::: Trecho do texto

Assim eu me sirvo um copo d’água, se eu estiver animada talvez até prepare um chá. Com o copo na mão eu abro a porta para a área de serviço, minhas gatas nem se incomodam em abrir os olhos enquanto dormem abraçadas tranquilamente no quartinho da empregada. Com cuidado eu subo na tábua de passar roupa e, apoiando as mãos na beira da janela, me levanto para sentar na pedra fria do que gostamos de chamar “solário dos gatos". O vento é frio contra a malha fina do meu pijama, mas eu me deleito com a sensação. De repente, é como se o ar voltasse a encher meus pulmões com a ajuda da brisa, e eu posso respirar fundo novamente.
Mas o que toda essa história tem a ver com o céu, afinal? Bem, como eu estavam dizendo anteriormente, o céu é uma das poucas invariáveis do universo. Não importa onde estamos ou o nível de desamparo que sentimos, nós sempre podemos olhar para cima e encontrar o céu, certo? Errado. Por alguma decisão trágica do destino, eu moro no primeiro andar de um prédio de 12 andares situado entre dois prédios maiores que só possui janela dos lados. Não importa o quanto eu tente virar o pescoço para o sul, norte, leste e oeste, tudo o que eu consigo avistar é uma dor de torcicolo chegando.
Se eu for falar bem a verdade, desde que eu me conheço por gente (eu provavelmente nem sequer me conheço, mas gosto da expressão) eu sou fascinada pelas estrelas. Meu sonho de infância era ser astrônoma, para poder olhar para elas o dia inteiro. Mal sabia meu eu de 10 anos que essa profissão infelizmente ainda não foi inventada. Há uma verdade no brilho dos astros que é difícil de descrever, mas todas às vezes em que eu olho para eles eu sinto uma paz singela e absoluta.

::::::
::: Registros listados

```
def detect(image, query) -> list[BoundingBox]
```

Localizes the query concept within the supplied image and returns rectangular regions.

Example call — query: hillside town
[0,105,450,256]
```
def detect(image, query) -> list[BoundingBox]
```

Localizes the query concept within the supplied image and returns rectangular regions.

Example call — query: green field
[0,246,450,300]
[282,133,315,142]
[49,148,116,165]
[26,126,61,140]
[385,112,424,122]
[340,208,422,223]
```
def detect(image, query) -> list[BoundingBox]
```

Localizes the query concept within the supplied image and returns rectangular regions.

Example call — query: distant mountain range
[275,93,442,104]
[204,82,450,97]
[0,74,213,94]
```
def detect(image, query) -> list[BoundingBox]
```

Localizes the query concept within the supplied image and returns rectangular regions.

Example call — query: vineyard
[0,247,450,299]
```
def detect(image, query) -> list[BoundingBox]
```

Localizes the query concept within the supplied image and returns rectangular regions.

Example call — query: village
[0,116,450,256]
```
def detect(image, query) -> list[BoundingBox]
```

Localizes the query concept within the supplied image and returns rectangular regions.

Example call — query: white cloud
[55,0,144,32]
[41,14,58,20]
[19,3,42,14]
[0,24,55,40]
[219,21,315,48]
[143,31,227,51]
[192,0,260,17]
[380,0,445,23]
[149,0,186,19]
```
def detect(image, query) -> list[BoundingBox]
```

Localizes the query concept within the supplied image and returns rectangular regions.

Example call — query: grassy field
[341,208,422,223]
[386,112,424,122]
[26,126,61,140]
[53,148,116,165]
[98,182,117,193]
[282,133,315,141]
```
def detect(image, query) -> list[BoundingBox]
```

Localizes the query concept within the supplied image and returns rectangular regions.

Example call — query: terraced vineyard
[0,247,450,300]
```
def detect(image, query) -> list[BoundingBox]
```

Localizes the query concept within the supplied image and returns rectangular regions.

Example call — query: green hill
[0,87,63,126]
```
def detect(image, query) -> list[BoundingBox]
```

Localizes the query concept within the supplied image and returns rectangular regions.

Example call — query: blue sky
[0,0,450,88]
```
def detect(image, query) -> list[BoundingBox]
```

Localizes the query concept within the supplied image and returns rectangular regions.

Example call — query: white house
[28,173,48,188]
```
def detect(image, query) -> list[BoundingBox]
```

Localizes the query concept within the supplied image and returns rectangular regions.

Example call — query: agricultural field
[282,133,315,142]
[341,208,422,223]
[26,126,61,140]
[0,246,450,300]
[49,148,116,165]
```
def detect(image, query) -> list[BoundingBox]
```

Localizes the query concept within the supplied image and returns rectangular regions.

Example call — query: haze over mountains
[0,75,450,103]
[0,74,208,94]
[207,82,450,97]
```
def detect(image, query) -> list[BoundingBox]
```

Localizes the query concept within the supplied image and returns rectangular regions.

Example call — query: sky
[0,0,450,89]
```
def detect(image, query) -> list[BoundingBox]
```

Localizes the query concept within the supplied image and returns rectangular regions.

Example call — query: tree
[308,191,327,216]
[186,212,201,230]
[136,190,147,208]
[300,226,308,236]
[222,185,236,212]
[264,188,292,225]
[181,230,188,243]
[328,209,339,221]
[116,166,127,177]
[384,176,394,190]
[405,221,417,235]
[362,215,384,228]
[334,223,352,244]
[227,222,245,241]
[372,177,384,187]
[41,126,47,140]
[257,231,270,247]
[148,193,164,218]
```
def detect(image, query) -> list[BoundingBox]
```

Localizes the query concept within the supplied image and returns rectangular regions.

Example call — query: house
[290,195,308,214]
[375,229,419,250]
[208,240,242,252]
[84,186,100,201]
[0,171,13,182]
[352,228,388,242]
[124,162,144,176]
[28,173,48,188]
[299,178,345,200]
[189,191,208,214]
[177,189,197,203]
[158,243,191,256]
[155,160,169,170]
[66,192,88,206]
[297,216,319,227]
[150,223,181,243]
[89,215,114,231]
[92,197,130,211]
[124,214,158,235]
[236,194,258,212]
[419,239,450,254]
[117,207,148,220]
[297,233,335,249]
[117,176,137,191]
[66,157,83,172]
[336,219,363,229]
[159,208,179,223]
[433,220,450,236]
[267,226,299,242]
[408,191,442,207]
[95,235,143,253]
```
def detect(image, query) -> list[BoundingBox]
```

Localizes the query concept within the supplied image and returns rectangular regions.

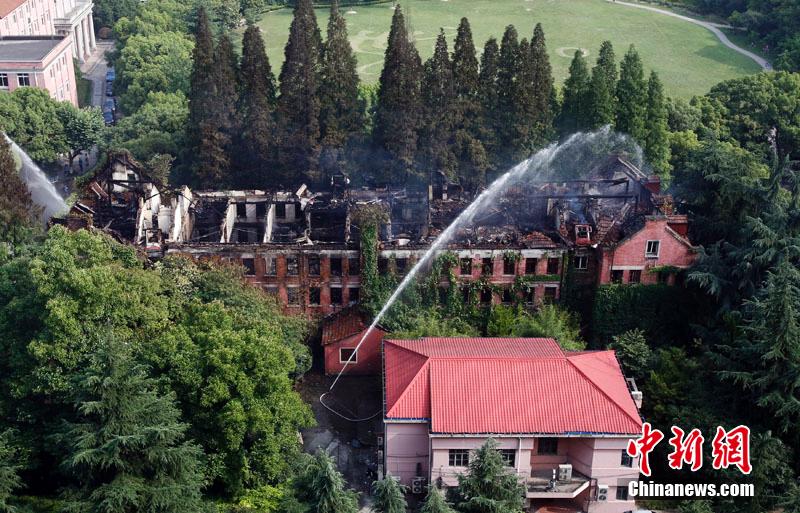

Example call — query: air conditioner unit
[411,477,428,495]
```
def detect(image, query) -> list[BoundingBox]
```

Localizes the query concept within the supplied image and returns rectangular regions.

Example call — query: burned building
[60,152,693,316]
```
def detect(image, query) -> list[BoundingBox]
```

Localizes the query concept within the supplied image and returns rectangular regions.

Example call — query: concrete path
[609,1,772,71]
[81,41,114,107]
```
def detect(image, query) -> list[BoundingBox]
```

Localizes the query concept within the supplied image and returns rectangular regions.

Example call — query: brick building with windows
[56,152,694,317]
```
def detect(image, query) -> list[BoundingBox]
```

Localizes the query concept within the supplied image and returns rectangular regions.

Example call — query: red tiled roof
[384,338,642,434]
[0,0,27,18]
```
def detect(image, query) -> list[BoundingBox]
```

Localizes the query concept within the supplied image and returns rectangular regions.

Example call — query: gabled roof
[384,338,642,434]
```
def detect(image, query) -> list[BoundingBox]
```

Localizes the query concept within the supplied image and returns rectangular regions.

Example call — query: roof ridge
[566,349,642,424]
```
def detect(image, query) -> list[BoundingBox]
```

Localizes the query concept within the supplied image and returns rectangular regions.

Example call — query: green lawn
[253,0,759,97]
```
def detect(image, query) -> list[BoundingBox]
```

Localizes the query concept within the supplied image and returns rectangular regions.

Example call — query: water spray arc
[3,134,67,222]
[319,126,641,422]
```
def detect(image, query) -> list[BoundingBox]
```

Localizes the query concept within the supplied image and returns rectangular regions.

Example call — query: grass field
[253,0,759,97]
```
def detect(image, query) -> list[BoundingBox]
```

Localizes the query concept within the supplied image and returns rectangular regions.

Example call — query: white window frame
[644,240,661,258]
[339,347,358,365]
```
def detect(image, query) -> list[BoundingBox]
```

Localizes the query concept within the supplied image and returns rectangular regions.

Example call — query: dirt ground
[298,372,383,504]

::::::

◆ **Tarefas a realizar**
A: Segundo o trecho do texto, em que andar fica o apartamento de quem narra?
B: Reproduza o trecho do texto de "Mas o que toda" até "de torcicolo chegando.".
Este material foi tirado de outra fonte.

◆ **Respostas por tarefa**
A: No primeiro andar de um prédio de 12 andares.

B:
Mas o que toda essa história tem a ver com o céu, afinal? Bem, como eu estavam dizendo anteriormente, o céu é uma das poucas invariáveis do universo. Não importa onde estamos ou o nível de desamparo que sentimos, nós sempre podemos olhar para cima e encontrar o céu, certo? Errado. Por alguma decisão trágica do destino, eu moro no primeiro andar de um prédio de 12 andares situado entre dois prédios maiores que só possui janela dos lados. Não importa o quanto eu tente virar o pescoço para o sul, norte, leste e oeste, tudo o que eu consigo avistar é uma dor de torcicolo chegando.